Goal - Return each line of the entries below that contains the string "person", counting only matches with the same capitalization.

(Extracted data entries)
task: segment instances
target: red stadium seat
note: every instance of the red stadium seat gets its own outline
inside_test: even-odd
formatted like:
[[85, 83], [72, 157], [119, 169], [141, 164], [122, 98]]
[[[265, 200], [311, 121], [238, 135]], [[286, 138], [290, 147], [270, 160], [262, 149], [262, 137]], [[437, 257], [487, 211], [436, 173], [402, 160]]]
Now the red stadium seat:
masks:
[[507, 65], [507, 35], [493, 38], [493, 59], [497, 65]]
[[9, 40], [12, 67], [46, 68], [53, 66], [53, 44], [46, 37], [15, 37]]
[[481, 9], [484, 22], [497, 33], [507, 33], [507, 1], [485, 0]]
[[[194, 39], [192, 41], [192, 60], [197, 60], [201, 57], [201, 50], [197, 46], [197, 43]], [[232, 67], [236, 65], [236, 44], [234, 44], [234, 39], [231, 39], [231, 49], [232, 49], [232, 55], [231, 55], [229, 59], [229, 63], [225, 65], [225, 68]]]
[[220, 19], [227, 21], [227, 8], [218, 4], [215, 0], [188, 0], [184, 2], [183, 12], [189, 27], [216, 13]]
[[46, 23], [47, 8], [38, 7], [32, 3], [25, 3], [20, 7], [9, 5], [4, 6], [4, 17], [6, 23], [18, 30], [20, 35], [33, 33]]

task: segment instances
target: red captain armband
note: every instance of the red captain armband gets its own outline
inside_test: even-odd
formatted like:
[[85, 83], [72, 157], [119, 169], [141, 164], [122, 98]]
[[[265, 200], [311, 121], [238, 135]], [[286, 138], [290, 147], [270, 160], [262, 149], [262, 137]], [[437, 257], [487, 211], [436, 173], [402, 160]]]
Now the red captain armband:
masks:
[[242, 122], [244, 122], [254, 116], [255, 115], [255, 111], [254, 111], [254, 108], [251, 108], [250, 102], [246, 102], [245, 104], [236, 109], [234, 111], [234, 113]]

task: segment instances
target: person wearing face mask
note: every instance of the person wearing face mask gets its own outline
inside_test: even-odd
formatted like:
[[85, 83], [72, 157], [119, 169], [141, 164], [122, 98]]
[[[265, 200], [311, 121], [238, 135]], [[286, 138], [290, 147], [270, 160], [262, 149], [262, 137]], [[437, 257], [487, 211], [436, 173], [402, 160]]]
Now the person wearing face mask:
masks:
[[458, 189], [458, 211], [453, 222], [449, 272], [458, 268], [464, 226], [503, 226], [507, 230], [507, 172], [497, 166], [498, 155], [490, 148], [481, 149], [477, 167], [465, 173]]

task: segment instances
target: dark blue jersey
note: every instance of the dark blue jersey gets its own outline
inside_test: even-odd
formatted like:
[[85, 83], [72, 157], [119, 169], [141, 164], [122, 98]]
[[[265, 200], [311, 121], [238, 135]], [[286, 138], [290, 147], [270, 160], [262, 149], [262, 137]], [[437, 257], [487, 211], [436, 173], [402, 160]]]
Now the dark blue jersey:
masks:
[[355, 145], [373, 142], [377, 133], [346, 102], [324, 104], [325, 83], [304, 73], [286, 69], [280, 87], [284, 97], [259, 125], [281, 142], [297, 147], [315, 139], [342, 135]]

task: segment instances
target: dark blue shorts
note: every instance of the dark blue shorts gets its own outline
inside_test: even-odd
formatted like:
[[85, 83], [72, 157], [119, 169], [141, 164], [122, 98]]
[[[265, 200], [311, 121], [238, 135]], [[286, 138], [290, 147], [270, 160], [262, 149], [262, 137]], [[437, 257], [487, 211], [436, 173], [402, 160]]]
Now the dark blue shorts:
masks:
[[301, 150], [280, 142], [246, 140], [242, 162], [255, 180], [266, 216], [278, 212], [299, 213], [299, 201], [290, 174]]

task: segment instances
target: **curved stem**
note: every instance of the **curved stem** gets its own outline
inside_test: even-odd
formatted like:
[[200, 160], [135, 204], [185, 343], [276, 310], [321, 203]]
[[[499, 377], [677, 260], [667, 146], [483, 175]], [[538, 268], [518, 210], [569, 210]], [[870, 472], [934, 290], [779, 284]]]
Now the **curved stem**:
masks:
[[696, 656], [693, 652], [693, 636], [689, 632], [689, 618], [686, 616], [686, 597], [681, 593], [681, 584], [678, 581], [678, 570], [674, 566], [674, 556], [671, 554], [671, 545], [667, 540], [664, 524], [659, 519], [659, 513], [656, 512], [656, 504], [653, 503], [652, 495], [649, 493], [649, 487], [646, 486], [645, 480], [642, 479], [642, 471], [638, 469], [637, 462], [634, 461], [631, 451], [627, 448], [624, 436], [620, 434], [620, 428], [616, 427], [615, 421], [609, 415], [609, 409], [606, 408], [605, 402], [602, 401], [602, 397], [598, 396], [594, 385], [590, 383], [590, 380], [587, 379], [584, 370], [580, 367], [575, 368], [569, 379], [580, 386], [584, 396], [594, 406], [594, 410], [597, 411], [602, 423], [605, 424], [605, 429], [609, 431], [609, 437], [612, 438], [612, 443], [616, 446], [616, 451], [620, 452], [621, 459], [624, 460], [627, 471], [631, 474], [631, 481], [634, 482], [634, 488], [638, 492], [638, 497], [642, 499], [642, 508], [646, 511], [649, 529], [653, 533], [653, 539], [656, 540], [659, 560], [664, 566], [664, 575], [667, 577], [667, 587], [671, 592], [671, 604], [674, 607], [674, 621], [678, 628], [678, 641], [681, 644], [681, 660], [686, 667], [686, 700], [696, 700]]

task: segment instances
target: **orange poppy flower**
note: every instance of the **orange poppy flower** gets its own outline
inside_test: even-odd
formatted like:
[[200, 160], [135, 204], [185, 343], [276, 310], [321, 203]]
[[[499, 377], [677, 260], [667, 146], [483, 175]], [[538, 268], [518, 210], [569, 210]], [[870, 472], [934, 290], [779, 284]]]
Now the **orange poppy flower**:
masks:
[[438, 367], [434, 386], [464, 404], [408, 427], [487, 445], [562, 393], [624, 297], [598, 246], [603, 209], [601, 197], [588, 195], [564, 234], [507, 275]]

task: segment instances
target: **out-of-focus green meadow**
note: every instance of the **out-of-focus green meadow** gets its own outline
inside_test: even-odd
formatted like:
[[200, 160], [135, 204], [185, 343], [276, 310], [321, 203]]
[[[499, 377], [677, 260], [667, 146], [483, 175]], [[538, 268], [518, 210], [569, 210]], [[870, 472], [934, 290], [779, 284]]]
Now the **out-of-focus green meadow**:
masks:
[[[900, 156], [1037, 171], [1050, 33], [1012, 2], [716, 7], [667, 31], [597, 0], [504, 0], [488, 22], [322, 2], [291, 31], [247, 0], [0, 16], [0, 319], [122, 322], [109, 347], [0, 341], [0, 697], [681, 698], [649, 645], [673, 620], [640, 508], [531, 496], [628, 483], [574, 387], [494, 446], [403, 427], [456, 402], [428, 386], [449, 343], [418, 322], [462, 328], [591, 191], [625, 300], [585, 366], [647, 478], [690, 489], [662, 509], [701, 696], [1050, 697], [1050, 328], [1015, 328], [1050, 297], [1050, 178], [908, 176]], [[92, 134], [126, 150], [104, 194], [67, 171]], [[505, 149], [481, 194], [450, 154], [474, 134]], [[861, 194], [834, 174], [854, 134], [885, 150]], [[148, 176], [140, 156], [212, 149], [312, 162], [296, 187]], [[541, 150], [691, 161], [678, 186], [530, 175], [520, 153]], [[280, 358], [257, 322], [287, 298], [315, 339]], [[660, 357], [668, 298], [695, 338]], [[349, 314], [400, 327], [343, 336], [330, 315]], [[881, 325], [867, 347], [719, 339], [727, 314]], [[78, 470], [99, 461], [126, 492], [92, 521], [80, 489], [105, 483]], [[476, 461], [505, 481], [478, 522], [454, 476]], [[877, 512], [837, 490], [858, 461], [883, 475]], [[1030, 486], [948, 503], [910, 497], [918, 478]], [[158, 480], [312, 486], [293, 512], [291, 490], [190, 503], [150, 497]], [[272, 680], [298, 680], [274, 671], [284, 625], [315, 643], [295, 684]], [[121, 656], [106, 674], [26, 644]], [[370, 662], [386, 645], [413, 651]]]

Written solution -
target: person wearing face mask
note: every instance of the person wearing face mask gets its own outline
Now the person wearing face mask:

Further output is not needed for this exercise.